__Problem statement__.
Would you repeat each line below precisely as it stands?

----

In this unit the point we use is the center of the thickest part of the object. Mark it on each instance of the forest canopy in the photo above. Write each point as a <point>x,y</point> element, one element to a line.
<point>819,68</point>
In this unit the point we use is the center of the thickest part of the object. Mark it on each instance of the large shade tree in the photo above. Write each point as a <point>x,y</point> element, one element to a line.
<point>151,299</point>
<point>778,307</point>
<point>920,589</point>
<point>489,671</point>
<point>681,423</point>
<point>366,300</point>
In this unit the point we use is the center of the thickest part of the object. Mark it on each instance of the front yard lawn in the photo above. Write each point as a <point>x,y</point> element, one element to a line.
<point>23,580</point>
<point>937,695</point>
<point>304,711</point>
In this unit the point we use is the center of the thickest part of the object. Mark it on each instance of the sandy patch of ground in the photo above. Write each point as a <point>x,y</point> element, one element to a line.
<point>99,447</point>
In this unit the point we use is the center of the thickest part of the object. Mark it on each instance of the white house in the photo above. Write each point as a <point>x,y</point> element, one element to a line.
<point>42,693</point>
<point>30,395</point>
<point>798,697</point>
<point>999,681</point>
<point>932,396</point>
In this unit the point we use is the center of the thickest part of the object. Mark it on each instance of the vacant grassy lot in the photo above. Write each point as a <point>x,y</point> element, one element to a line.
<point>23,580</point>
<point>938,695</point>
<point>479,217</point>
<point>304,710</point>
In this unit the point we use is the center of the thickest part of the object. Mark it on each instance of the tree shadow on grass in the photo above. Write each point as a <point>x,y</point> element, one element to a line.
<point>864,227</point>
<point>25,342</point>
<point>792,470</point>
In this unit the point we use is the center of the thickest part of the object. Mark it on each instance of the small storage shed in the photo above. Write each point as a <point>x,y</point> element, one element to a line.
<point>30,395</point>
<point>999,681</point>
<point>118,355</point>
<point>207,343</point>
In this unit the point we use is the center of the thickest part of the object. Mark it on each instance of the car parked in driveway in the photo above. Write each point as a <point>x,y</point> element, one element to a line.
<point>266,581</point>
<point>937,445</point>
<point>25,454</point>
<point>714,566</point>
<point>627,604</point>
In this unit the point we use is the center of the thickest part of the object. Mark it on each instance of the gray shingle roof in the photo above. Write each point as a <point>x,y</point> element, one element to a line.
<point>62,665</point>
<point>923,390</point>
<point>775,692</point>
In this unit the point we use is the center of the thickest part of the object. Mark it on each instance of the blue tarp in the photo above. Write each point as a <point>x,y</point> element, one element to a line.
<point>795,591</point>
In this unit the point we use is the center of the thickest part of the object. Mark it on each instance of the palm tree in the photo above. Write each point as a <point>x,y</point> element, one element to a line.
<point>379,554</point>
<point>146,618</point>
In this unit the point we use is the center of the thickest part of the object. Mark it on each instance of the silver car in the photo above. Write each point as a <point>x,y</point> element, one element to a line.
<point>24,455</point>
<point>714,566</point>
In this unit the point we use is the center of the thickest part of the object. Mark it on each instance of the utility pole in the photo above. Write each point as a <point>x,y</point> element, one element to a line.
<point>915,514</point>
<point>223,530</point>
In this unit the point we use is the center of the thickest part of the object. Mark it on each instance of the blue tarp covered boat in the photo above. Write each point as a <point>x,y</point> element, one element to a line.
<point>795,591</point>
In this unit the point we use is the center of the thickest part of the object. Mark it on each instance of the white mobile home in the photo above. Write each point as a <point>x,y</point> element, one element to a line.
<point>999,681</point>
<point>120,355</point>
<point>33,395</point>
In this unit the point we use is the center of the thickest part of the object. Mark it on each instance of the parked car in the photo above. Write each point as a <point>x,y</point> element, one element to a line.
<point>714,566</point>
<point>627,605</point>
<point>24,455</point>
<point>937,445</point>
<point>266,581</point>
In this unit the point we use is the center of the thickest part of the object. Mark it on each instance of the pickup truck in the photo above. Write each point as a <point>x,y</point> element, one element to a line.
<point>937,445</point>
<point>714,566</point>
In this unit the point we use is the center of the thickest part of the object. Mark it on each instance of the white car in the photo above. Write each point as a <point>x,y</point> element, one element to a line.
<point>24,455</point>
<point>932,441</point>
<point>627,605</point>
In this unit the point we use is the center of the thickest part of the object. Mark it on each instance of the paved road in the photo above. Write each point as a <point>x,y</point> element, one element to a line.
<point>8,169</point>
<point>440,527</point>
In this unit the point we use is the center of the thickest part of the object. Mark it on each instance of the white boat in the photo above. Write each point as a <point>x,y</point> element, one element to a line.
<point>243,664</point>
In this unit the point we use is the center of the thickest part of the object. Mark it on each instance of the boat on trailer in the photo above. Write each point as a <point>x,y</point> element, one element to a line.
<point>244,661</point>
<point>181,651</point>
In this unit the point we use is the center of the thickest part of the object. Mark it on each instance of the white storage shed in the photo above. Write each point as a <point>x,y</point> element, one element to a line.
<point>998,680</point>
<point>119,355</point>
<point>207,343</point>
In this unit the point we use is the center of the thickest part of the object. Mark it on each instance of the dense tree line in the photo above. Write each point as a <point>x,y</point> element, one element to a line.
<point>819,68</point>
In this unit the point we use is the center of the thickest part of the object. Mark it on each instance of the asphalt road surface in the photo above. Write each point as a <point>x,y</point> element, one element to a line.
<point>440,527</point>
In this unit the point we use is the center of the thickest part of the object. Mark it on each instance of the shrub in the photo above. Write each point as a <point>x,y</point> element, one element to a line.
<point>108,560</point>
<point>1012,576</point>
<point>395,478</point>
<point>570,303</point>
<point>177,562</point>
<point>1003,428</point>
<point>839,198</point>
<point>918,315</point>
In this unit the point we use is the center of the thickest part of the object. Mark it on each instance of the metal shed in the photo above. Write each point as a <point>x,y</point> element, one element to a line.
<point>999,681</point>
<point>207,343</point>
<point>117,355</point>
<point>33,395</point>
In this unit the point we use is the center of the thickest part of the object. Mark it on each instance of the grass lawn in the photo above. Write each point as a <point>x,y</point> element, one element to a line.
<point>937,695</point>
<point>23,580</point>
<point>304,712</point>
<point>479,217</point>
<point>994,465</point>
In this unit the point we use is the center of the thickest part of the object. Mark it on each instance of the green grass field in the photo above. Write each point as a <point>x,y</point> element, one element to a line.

----

__Response__.
In this unit the point we use is the center of the thickest part of the object. Mark it on each instance of the forest canopy in the photo above. Write each point as a <point>x,y</point> element, one element to a line.
<point>819,68</point>
In this unit the point we use is the center of the thickest part of the object. Mark it on each instance of the large shade tree in the photo above. Write each point as a <point>x,y</point> element, one element to a line.
<point>151,299</point>
<point>778,307</point>
<point>920,589</point>
<point>489,671</point>
<point>681,423</point>
<point>366,300</point>
In this unit the point we use is the center of the thickest part of the object. Mark it on each instance of the front yard lawn in the photo above. Write each point as a <point>x,y</point> element, one element to a line.
<point>23,580</point>
<point>937,695</point>
<point>304,711</point>
In this unit the point we use is the center of the thickest part of the object. Mark it on each instance of the sandy patch of ground in the photo above. Write each point as a <point>x,y</point> element, one element to a line.
<point>99,447</point>
In this unit the point we use is the center of the thickest part of the object. Mark it on each instance of the white house in the photo above. Write each point as a <point>x,y</point> element, one element to a line.
<point>42,693</point>
<point>30,395</point>
<point>798,697</point>
<point>999,681</point>
<point>932,396</point>
In this unit the point we use is the center of the thickest part of the object. Mark it on each instance of the vacant grassy lot in the photo above. Write each point as a <point>x,y</point> element, one element to a line.
<point>23,580</point>
<point>938,695</point>
<point>479,217</point>
<point>304,710</point>
In this unit the point we use is the center of the thickest part of the object. Mark it on each instance of the tree shadow on grass in the photo above. Write each point as a <point>x,y</point> element, one element to a line.
<point>864,227</point>
<point>25,342</point>
<point>792,470</point>
In this unit the point we use is the center of the thickest part of the object. Mark it on each instance of the small storage shed in the photo above. Write each point as a <point>x,y</point> element, one element to a line.
<point>30,395</point>
<point>999,681</point>
<point>118,355</point>
<point>207,343</point>
In this unit the point we use is the center of the thickest part of the object. Mark it on each instance of the car parked in driveway in the photo above. Write each point as a <point>x,y</point> element, one element to a line.
<point>266,581</point>
<point>937,445</point>
<point>25,454</point>
<point>714,566</point>
<point>627,604</point>
In this unit the point we use is the center of the thickest part of the object. Mark it on each instance of the gray shingle roof in the photo above. Write each point as a <point>x,y</point> element, one element to a line.
<point>62,665</point>
<point>923,390</point>
<point>775,692</point>
In this unit the point we use is the center of the thickest part of the object. Mark it on each instance of the blue tarp in the photo above. Write each point as a <point>x,y</point> element, one element to a line.
<point>795,591</point>
In this unit the point we use is the center of the thickest part of the object. Mark it on each instance of the palm tree in the photo above. Write each point as a <point>x,y</point> element, one element to a line.
<point>379,554</point>
<point>146,618</point>
In this unit the point we use is the center of the thickest part of the object. Mark it on each instance of the silver car in the photo above. Write each point as a <point>x,y</point> element, one element to a line.
<point>24,455</point>
<point>714,566</point>
In this unit the point we use is the center of the thickest part of the object. Mark it on each instance of the utility pole in the photo above. Write each point as a <point>x,y</point> element, one element to a line.
<point>915,514</point>
<point>223,530</point>
In this unit the point we use is the center of the thickest part of the object. Mark it on each instance of the blue tarp covered boat in the photo above. Write each point as a <point>x,y</point> element, one element to a line.
<point>795,591</point>
In this unit the point we use is the center of the thickest part of the object. Mark it on each instance of the white mobile home in the photo above. Write each point as a <point>x,y</point> element, one element to a line.
<point>999,681</point>
<point>120,355</point>
<point>33,395</point>
In this unit the point we use is the center of the thickest part of the object. Mark it on each instance of the parked car in the photo above. Write each point as a <point>x,y</point> element, one element to a line.
<point>714,566</point>
<point>627,605</point>
<point>24,455</point>
<point>937,445</point>
<point>266,581</point>
In this unit the point we use is the center of the thickest part of the object. Mark it on each instance of the pickup truck in the photo above. Write each point as a <point>x,y</point> element, one element to a line.
<point>937,445</point>
<point>714,566</point>
In this unit the point we use is the center of the thickest part of the object. Mark it on each instance of the white car in the photo above. Write each point as a <point>x,y</point> element, one element to a line.
<point>24,455</point>
<point>932,441</point>
<point>627,605</point>
In this unit the point we use is the center of the thickest part of the object. Mark it on each instance of the paved road in the photo above. Write each point as a <point>x,y</point> element, one element to a line.
<point>8,169</point>
<point>440,527</point>
In this unit the point we use is the center of the thickest part of the object. Mark it on each instance of the white boat in the photo above. Write each point as a <point>x,y</point> element, one element to a line.
<point>243,664</point>
In this unit the point we use is the center of the thickest part of the object. Mark it on each instance of the boat on trailer in the photo above. Write each point as a <point>x,y</point> element, one element to a line.
<point>244,661</point>
<point>181,651</point>
In this unit the point we use is the center of the thickest part of the object. Mark it on each instance of the white storage shed in the photo above. Write each point as a <point>x,y</point> element, one element to a line.
<point>998,680</point>
<point>119,355</point>
<point>207,343</point>
In this unit the point we use is the center of the thickest part of the object. Mark it on each instance of the dense tree line in the photo above. Write each point as a <point>x,y</point> element, one element to a line.
<point>819,68</point>
In this unit the point we use is the center of the thickest part of the object. Mark it on each instance of the asphalt road surface in the photo above. Write each point as a <point>x,y</point> element, one element to a line.
<point>440,527</point>
In this unit the point we use is the center of the thickest part of the object. Mark it on each instance of the shrub in the photo above. Write each point as a <point>x,y</point> element, one element to a line.
<point>108,560</point>
<point>1012,576</point>
<point>395,478</point>
<point>570,303</point>
<point>177,562</point>
<point>1003,428</point>
<point>839,198</point>
<point>918,315</point>
In this unit the point we use is the center of the thickest part of the object. Mark it on each instance of the metal shed in the photo above. Write each point as a <point>x,y</point> element, one element to a line.
<point>999,681</point>
<point>207,343</point>
<point>117,355</point>
<point>33,395</point>
In this unit the point we use is the center of the thickest part of the object. Mark it on each instance of the grass lawn in the photo above. Write each point as a <point>x,y</point> element, one element to a line.
<point>937,695</point>
<point>23,580</point>
<point>304,712</point>
<point>479,217</point>
<point>994,465</point>
In this unit the point we use is the center of the thickest part of the object. Mark it on each instance of the green grass field in the photo above. Write each point as a <point>x,y</point> element, one element to a line.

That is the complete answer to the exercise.